### [The request]
Count the lines below that contain the string "cassock", with case taken into account, and reply with only that number.

++++ Recorded data ++++

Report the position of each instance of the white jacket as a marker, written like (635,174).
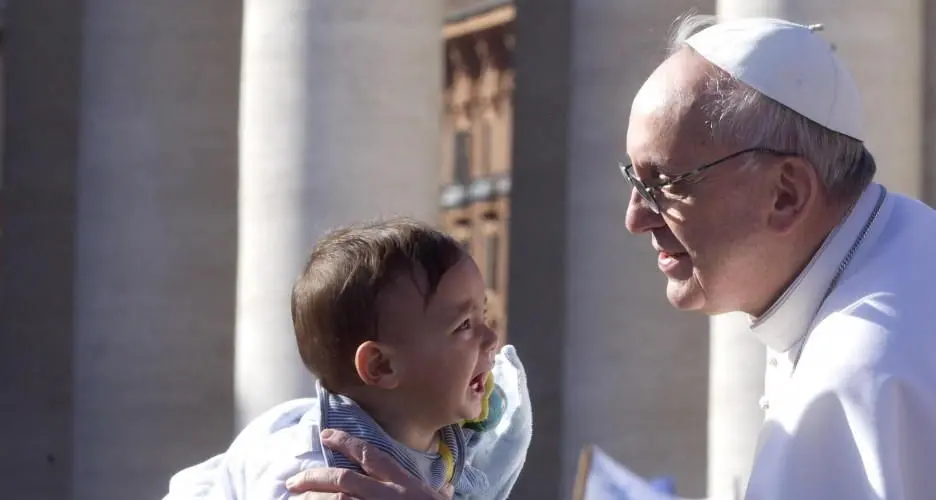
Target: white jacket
(285,440)
(851,379)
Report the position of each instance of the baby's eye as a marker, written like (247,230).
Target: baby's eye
(465,325)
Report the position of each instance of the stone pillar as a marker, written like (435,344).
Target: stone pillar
(340,116)
(929,97)
(42,81)
(619,366)
(155,242)
(882,45)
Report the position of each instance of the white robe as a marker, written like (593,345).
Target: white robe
(851,380)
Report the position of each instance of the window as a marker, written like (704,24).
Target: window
(487,139)
(462,157)
(491,260)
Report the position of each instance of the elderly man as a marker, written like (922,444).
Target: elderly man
(752,180)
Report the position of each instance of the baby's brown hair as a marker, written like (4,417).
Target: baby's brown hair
(334,301)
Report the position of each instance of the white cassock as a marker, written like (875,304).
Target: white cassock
(851,380)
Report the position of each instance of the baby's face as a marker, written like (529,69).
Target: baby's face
(442,351)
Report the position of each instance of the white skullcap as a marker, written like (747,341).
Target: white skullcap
(790,64)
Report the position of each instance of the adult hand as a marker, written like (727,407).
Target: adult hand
(385,479)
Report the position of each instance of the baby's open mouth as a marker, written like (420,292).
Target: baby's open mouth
(477,382)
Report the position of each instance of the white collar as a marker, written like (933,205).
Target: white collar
(789,318)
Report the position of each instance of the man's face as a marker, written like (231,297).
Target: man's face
(710,234)
(442,351)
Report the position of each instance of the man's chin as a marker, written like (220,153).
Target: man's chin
(684,295)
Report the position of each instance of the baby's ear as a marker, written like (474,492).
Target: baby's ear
(372,361)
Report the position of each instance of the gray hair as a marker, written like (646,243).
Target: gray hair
(739,115)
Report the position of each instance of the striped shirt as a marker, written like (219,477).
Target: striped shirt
(342,413)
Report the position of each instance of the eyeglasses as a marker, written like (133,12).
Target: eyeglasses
(647,191)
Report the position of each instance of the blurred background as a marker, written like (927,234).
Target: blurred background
(167,165)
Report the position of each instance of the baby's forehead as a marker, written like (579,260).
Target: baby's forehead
(406,302)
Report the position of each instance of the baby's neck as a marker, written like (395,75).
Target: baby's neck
(399,424)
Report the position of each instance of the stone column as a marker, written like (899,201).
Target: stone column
(882,45)
(42,78)
(155,242)
(620,367)
(340,115)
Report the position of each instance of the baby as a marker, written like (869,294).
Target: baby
(389,317)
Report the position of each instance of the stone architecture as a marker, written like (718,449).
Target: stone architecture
(167,165)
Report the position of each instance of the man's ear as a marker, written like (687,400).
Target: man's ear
(374,364)
(795,189)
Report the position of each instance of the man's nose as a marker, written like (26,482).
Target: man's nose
(640,218)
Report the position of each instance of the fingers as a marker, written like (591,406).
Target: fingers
(324,496)
(332,483)
(375,462)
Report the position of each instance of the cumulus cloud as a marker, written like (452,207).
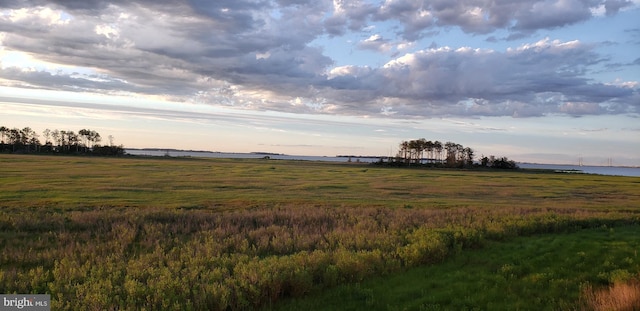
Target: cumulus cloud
(260,55)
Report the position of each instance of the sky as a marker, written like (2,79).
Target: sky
(545,81)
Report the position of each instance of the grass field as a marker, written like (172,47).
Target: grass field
(226,234)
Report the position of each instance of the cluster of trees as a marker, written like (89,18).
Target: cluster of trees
(450,154)
(26,140)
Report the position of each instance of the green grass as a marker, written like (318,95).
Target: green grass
(541,272)
(225,234)
(73,182)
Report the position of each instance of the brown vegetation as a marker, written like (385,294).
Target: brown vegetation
(621,296)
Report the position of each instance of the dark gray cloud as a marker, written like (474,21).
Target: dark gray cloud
(260,54)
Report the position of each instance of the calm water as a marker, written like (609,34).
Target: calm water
(601,170)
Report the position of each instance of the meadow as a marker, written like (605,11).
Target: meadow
(230,234)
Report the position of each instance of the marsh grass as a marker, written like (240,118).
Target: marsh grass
(224,234)
(621,296)
(589,269)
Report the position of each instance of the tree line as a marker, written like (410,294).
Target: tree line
(435,153)
(85,141)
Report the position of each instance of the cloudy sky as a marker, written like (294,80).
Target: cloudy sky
(545,81)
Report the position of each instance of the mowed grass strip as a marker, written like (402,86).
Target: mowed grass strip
(540,272)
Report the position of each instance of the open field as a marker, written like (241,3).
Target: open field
(216,234)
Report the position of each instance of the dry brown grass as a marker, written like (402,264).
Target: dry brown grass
(621,296)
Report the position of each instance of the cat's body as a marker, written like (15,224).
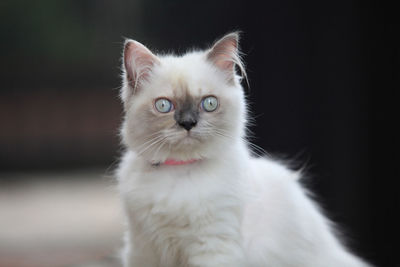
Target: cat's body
(216,205)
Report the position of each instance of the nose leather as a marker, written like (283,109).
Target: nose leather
(187,124)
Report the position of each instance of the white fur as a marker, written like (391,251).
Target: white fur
(229,208)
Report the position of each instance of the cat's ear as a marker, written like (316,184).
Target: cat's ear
(224,54)
(138,63)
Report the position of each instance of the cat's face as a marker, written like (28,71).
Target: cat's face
(187,107)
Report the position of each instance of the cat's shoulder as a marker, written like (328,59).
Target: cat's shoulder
(273,169)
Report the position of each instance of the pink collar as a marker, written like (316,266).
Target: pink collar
(172,162)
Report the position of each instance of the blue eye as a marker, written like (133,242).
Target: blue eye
(163,105)
(209,103)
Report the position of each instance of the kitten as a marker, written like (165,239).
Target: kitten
(193,194)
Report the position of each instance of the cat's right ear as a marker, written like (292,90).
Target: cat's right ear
(138,63)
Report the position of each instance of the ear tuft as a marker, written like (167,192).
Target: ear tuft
(138,63)
(224,54)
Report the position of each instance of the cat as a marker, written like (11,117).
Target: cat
(193,192)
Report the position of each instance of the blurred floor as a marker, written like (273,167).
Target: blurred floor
(50,220)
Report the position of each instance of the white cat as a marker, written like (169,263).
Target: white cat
(193,194)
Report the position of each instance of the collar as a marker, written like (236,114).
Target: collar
(173,162)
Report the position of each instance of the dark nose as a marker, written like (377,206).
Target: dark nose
(187,124)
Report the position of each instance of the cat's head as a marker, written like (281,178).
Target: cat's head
(182,107)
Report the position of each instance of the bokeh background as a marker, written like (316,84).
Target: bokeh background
(322,77)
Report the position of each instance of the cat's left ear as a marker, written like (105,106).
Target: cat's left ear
(138,64)
(224,54)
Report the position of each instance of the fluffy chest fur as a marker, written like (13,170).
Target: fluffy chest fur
(172,209)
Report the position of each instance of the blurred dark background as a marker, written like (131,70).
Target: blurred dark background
(322,77)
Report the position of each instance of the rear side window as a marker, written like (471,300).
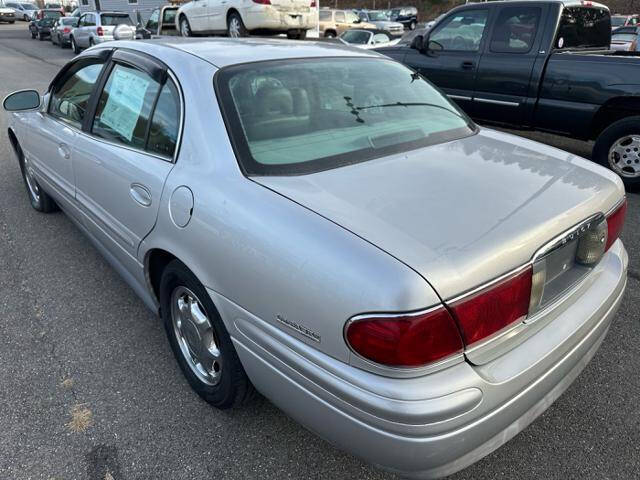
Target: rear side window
(515,30)
(125,105)
(584,27)
(163,133)
(70,96)
(113,20)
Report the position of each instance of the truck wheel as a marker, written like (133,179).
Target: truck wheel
(199,340)
(235,26)
(618,148)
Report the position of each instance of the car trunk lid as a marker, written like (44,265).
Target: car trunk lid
(460,213)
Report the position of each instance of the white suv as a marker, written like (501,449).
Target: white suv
(238,18)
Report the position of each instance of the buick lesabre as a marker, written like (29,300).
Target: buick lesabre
(410,286)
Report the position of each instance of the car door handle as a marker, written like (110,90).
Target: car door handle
(140,194)
(63,150)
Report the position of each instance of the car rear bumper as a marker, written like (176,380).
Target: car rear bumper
(437,424)
(268,17)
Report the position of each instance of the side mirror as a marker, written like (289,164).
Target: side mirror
(22,100)
(417,42)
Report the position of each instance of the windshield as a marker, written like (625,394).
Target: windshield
(302,116)
(357,37)
(113,19)
(617,21)
(377,16)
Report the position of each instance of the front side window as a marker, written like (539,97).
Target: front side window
(515,30)
(303,116)
(462,31)
(584,27)
(124,108)
(70,96)
(109,19)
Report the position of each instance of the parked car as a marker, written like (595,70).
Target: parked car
(40,25)
(61,31)
(162,21)
(367,38)
(473,333)
(7,14)
(334,22)
(99,27)
(381,21)
(624,20)
(23,11)
(512,72)
(407,16)
(238,18)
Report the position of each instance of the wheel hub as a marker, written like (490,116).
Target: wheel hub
(624,156)
(195,335)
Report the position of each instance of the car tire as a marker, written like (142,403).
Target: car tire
(624,137)
(235,26)
(38,198)
(189,315)
(185,27)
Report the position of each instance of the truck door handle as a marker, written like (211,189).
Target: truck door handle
(140,194)
(63,150)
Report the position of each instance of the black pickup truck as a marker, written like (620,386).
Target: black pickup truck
(543,65)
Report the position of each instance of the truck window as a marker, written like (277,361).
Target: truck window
(582,27)
(515,30)
(461,32)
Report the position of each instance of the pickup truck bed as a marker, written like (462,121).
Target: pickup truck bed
(543,65)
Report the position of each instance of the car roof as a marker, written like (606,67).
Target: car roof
(222,52)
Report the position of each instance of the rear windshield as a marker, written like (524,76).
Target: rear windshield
(618,21)
(301,116)
(357,37)
(108,19)
(584,27)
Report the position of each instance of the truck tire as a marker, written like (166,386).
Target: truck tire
(618,148)
(235,26)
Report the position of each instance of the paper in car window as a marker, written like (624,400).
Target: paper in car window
(126,97)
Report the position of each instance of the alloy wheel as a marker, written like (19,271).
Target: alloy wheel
(624,156)
(195,335)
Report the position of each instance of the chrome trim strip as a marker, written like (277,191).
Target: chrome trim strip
(458,97)
(497,102)
(511,273)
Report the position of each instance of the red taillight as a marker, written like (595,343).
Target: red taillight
(615,222)
(494,308)
(410,340)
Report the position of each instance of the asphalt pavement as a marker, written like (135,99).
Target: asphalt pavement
(89,388)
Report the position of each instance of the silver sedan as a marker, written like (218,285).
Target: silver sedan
(409,286)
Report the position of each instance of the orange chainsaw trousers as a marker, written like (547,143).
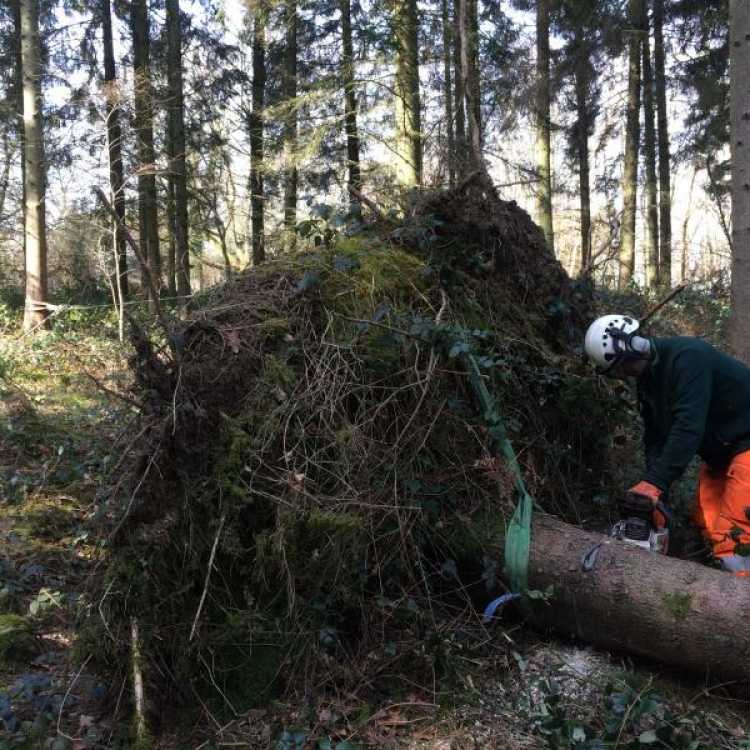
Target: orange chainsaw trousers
(722,510)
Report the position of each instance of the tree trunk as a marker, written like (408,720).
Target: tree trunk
(685,226)
(17,99)
(632,139)
(177,143)
(543,149)
(665,194)
(458,91)
(148,219)
(407,105)
(171,275)
(470,80)
(113,98)
(649,153)
(582,144)
(673,611)
(350,107)
(257,197)
(35,230)
(740,144)
(290,122)
(448,93)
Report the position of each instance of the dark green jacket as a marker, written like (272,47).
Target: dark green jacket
(694,399)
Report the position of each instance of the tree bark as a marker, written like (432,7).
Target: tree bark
(350,107)
(448,93)
(543,137)
(649,153)
(35,229)
(665,194)
(673,611)
(632,139)
(740,151)
(17,99)
(290,122)
(470,81)
(257,197)
(177,144)
(582,144)
(171,274)
(112,96)
(148,219)
(459,91)
(407,105)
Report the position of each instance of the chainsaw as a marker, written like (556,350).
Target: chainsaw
(637,526)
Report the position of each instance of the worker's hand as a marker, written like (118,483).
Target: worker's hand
(644,497)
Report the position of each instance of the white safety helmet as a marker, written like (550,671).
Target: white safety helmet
(608,340)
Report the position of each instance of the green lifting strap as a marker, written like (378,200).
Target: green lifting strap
(518,533)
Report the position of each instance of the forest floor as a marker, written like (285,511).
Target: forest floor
(57,429)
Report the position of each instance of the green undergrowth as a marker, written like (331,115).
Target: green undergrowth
(328,514)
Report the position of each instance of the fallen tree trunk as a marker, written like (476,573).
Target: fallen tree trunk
(670,610)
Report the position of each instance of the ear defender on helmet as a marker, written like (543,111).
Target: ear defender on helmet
(609,341)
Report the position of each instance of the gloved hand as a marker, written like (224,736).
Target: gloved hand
(644,497)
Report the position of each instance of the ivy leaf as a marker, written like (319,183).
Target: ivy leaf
(460,347)
(578,734)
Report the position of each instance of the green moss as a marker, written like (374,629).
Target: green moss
(322,549)
(678,604)
(16,640)
(248,659)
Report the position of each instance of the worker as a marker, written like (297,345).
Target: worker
(693,399)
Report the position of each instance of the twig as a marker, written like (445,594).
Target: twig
(114,394)
(144,267)
(380,325)
(65,697)
(661,304)
(208,576)
(139,697)
(362,198)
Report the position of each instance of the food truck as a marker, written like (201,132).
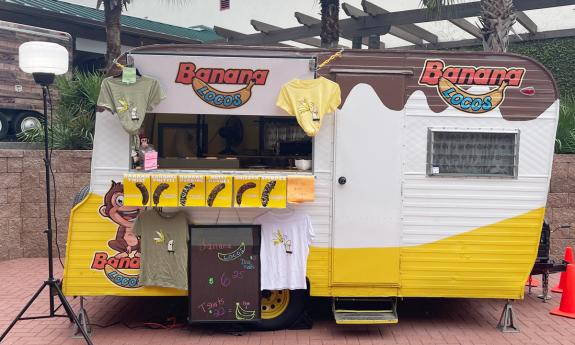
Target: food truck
(429,179)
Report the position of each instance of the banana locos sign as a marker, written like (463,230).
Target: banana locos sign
(452,83)
(203,79)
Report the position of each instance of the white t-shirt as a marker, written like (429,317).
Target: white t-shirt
(286,238)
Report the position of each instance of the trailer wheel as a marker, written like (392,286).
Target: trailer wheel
(25,121)
(281,308)
(81,195)
(3,126)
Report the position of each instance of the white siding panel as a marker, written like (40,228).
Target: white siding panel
(438,207)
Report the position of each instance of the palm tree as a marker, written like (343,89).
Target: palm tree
(497,17)
(112,16)
(329,23)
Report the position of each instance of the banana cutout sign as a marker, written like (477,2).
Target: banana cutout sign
(203,79)
(451,80)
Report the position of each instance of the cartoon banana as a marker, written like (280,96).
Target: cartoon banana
(122,279)
(161,238)
(233,255)
(242,314)
(468,102)
(221,99)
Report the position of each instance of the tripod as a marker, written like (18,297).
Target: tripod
(45,79)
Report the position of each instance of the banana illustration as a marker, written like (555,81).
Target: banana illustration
(468,102)
(161,238)
(221,99)
(123,107)
(233,255)
(279,238)
(242,314)
(122,279)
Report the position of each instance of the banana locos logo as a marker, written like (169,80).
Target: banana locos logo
(125,243)
(201,80)
(450,79)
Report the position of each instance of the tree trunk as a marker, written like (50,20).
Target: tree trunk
(329,23)
(497,18)
(112,15)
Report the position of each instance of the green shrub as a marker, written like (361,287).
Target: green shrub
(72,125)
(565,137)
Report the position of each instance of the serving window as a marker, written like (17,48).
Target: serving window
(473,153)
(234,142)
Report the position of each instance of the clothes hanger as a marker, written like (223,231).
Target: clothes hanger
(130,63)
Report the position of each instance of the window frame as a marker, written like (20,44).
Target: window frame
(430,136)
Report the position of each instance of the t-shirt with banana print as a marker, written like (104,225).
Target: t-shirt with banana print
(309,100)
(130,101)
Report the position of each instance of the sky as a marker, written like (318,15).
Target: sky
(280,13)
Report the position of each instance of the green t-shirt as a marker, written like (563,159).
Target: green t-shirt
(164,249)
(130,101)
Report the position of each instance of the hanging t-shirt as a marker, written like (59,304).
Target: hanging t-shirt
(164,249)
(285,242)
(309,100)
(130,101)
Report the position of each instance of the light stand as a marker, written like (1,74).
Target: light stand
(45,79)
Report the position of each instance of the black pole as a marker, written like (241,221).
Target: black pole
(48,197)
(44,80)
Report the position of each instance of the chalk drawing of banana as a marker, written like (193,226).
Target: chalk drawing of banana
(242,314)
(468,102)
(221,99)
(122,279)
(233,255)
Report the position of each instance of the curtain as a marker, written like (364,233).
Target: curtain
(473,153)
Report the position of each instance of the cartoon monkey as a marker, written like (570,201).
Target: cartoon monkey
(126,241)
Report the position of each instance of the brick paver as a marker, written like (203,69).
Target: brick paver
(421,321)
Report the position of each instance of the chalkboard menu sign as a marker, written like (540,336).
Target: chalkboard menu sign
(224,273)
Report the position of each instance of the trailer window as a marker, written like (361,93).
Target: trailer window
(472,153)
(226,142)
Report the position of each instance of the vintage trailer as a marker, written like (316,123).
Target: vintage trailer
(431,177)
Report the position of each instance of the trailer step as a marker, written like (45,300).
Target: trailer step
(365,310)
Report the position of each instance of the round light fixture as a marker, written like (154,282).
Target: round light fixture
(43,57)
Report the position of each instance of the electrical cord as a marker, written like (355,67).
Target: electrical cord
(55,198)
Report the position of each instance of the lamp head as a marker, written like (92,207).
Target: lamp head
(44,60)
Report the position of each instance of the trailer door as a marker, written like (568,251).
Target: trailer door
(367,180)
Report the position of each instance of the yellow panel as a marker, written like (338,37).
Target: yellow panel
(94,268)
(489,262)
(164,190)
(365,322)
(493,261)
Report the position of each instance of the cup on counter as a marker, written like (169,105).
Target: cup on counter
(303,164)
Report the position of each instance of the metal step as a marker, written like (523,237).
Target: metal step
(365,310)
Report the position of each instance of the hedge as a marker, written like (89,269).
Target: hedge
(557,54)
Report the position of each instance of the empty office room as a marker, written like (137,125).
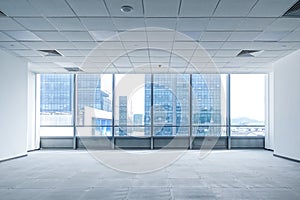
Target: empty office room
(149,99)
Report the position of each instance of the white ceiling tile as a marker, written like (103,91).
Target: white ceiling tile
(139,52)
(67,24)
(226,53)
(192,24)
(23,35)
(114,7)
(88,7)
(36,24)
(133,36)
(223,24)
(61,45)
(167,23)
(187,54)
(161,45)
(78,36)
(215,36)
(111,45)
(155,8)
(284,24)
(271,36)
(243,36)
(77,59)
(98,24)
(4,37)
(12,45)
(122,62)
(161,36)
(185,45)
(36,45)
(159,52)
(293,36)
(86,52)
(85,45)
(211,45)
(235,45)
(129,23)
(271,53)
(14,8)
(70,52)
(221,59)
(159,59)
(50,35)
(254,24)
(234,8)
(271,8)
(105,35)
(135,45)
(139,59)
(41,59)
(58,59)
(9,24)
(197,8)
(52,8)
(188,36)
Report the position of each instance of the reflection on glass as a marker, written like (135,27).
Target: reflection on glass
(208,104)
(170,104)
(248,131)
(56,131)
(56,99)
(247,103)
(94,104)
(94,131)
(130,98)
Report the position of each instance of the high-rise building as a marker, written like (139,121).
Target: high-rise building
(171,104)
(93,103)
(123,115)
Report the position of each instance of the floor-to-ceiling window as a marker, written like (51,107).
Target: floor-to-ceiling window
(152,105)
(56,104)
(247,92)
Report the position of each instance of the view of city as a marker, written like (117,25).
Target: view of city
(175,101)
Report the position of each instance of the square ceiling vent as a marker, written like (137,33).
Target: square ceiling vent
(73,69)
(294,11)
(50,52)
(249,53)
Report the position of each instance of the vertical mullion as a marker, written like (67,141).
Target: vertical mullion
(113,112)
(74,110)
(228,103)
(191,110)
(151,113)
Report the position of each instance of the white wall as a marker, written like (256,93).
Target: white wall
(33,139)
(13,106)
(269,139)
(287,106)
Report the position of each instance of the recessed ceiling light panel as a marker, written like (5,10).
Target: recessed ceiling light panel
(126,9)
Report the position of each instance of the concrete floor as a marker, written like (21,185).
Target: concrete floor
(68,174)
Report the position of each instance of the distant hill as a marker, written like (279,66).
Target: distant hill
(246,121)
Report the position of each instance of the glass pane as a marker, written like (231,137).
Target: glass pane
(94,131)
(56,131)
(94,100)
(132,108)
(56,99)
(208,104)
(247,99)
(170,104)
(248,131)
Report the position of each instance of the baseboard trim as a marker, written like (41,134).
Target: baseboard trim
(286,158)
(12,158)
(269,149)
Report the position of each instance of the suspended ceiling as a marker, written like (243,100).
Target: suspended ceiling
(185,36)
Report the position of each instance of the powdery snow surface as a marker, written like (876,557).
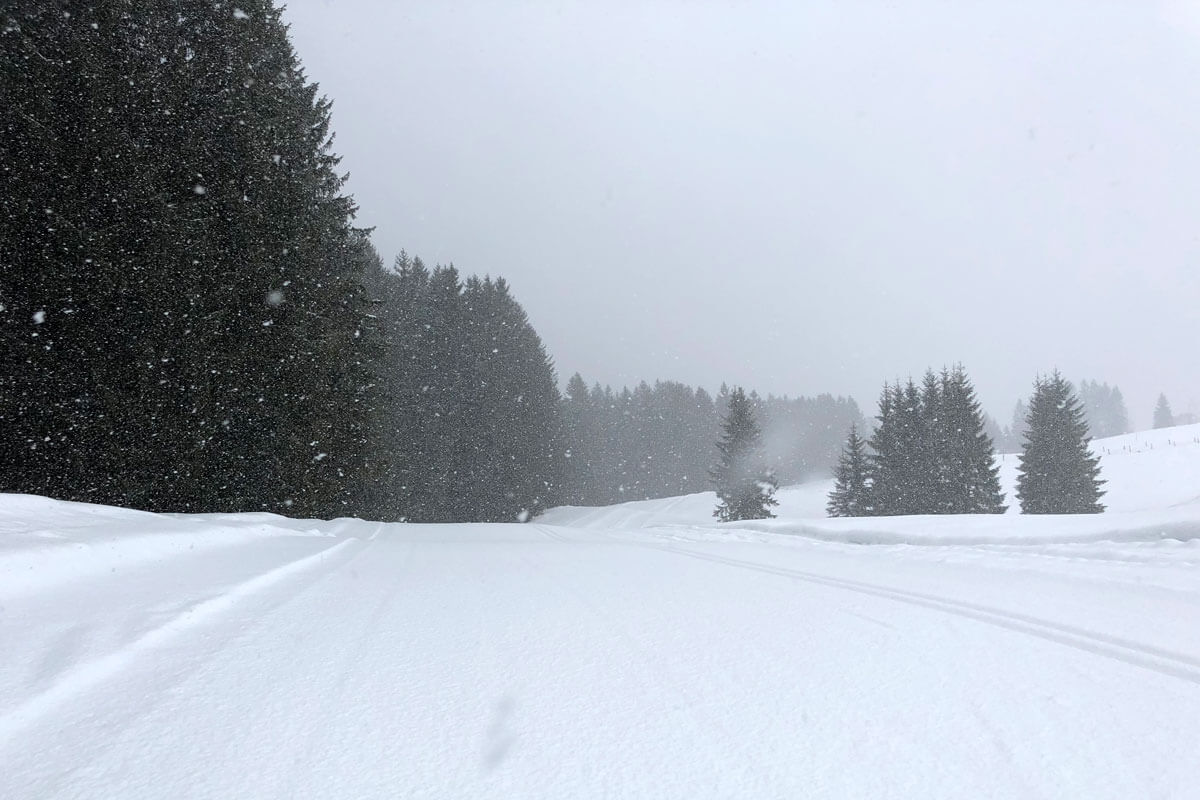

++++

### [The reply]
2